Brano citato:

═══

Progetto volto a sostenere un’associazione quale La Miglior Vita Possibile: presieduta dal professor Giuseppe Zaccaria (già magnifico rettore dell’università patavina e luminare del diritto) e nata per supportare con iniziative e idee innovative l’operato dell’Hospice Pediatrico di Padova. Un centro all’avanguardia, una colonna portante per tutto il Triveneto in quanto a cure palliative e terapie del dolore in età pediatrica.
Ed è proprio all’attivissima associazione che è andato tutto il ricavato delle donazioni fatte: per aggiudicarsi cento prelibatezze realizzate in limited edition. Tutte da un chilo, tutte numerate, tutte messe all’asta e tutte messe a segno coralmente e collettivamente dal gruppo di pasticceri e tecnici. Partendo da un lievito madre vivo, nutrito dalla farina Petra 6384. Che è andata pure a completare un impasto prezioso di tuorli, zucchero, burro, vaniglia, uvette e scorze d’arancia candite del Caffè Sicilia. Panettoni fatti a mano, confezionati a mano e orgogliosi di creare un girotondo, mano nella mano. Grazie agli allegri packaging realizzati dal designer spezzino Emanuele Martera.
«Ho optato per la semplicità, ragionando su quali segni usare per cercare di comunicare la forza delle idee e amplificare il concetto di artigianalità. Così ho deciso di vestire ogni panettone con un sacco di farina dipinto a mano, uno a uno. Affinché diventasse un pezzo unico. Un pack disegnato da un lato e dall’altro. Ritraendo in maniera stilizzata un bambino e una bambina. Che, messi uno accanto all’altro, pare che si diano la mano. Che si abbraccino. Del resto, è la parola insieme la chiave del progetto. Dobbiamo imparare a mettere da parte egoismi e individualismi per collaborare, uniti. Poi ho voluto usare tanti colori, per meglio trasferire lo spirito allegro, conviviale e gioviale che si è respirato nei tre giorni», spiega Martera. Autore anche del logo dell’iniziativa.

═══

Voci estratte:
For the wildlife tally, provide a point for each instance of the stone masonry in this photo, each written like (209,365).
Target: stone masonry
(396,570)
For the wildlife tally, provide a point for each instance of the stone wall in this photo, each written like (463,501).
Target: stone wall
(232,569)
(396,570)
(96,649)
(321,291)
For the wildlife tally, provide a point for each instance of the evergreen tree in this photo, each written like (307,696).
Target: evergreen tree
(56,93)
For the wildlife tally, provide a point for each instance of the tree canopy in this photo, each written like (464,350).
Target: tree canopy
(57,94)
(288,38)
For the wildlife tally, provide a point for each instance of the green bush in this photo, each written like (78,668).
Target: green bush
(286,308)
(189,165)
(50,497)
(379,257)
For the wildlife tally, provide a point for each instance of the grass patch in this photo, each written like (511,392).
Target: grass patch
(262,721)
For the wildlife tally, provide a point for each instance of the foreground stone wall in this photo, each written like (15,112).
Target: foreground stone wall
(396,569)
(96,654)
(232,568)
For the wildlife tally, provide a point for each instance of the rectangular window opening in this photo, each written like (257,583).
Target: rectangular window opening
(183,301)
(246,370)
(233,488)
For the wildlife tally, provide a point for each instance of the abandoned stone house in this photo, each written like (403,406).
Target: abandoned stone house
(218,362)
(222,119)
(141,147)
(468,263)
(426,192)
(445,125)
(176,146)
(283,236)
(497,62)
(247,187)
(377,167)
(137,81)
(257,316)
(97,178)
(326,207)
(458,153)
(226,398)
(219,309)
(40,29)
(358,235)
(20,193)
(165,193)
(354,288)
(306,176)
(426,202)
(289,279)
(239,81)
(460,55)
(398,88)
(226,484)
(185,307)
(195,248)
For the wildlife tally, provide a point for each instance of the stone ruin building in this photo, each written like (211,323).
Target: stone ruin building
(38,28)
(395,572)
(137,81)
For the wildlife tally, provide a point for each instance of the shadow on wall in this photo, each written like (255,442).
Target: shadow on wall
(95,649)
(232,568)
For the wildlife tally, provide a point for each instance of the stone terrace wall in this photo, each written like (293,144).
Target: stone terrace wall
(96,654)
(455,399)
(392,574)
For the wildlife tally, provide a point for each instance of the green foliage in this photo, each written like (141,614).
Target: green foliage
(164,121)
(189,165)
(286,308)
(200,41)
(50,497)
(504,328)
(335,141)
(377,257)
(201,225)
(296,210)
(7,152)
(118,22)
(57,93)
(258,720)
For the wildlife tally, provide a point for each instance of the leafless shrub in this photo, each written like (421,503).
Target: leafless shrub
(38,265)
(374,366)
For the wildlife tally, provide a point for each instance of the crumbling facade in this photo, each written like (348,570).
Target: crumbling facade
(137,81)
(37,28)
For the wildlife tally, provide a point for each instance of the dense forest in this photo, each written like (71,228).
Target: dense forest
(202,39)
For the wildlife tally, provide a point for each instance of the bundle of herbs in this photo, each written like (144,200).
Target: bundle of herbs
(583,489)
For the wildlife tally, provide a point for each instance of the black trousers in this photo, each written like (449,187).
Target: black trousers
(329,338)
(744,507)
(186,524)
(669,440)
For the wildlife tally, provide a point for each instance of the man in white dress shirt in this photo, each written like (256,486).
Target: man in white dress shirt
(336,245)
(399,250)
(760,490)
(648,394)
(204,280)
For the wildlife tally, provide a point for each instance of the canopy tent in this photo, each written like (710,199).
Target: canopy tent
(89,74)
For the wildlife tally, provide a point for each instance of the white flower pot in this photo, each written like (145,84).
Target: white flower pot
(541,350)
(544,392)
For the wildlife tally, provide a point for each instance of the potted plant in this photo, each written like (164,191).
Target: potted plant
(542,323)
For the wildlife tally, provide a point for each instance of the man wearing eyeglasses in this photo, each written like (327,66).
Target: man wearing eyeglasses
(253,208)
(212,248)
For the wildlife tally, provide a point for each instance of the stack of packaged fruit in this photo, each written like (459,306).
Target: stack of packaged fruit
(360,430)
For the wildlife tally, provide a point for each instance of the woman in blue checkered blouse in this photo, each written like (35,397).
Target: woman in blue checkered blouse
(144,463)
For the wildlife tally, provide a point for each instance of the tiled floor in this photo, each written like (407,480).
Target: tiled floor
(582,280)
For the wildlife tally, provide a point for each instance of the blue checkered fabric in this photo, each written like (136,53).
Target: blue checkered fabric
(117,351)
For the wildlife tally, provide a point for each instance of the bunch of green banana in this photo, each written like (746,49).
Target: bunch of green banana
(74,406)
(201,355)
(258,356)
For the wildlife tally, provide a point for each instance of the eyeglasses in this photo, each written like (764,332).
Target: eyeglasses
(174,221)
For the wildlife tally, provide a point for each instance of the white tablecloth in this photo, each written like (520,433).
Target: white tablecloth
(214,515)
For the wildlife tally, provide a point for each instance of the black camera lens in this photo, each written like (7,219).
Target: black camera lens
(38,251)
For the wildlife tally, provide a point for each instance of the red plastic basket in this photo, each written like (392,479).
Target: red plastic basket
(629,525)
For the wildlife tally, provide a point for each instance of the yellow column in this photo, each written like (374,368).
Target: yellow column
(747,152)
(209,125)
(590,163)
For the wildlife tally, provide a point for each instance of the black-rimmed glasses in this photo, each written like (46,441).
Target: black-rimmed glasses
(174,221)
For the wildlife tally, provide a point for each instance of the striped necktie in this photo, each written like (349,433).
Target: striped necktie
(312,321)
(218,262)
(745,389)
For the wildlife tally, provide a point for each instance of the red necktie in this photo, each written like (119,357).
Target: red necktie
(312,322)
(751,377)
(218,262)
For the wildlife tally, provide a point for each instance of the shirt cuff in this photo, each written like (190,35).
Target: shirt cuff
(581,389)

═══

Compiti da svolgere:
- A) Secondo il testo sui panettoni, chi presiede l'associazione La Miglior Vita Possibile?
- B) Prosegui il testo sui panettoni a partire dall'ultima frase.
Le voci non hanno alcun legame con il testo sui panettoni.

Risposte ai compiti:
- A) Il professor Giuseppe Zaccaria.

- B)
Panettone solidale. E digitale.
Certo, il panettone è social. Non solo perché da tagliare e condividere. Ma pure perché fiero di divenir oggetto e soggetto di immagini, video e post su Instagram e Facebook. Per raccontarsi e raccontare la lunga filiera che lo va ad alimentare. Entrando così a far parte del linguaggio dei millennial, di un contesto “normale”, di una dimensione domestica e di una consuetudine familiare. Come? Semplice.
«Il modo migliore per comunicare un dolce è l’immedesimazione. Più che la descrizione dei suoi ingredienti serve il racconto evocativo. Noi, a differenza dei cuochi, abbiamo poco tempo per fissare un prodotto nella memoria del cliente. E dobbiamo farlo narrando», precisa Massimo Alverà.
«Ovvio, il design è importante. Un dolce si mangia prima con gli occhi. Ma gusto, freschezza e materie prime devono racchiudere un concetto fondamentale: l’artigianalità. Ecco, la mia idea è quella di proporre sempre dolci capaci di ricordare quelli fatti in casa. Dalla mamma, dalla nonna. Dolci che a livello emotivo possano riportare all’infanzia», aggiunge Mariano Massara. Precisando una regola che ben si applica anche al grande e piccolo lievitato.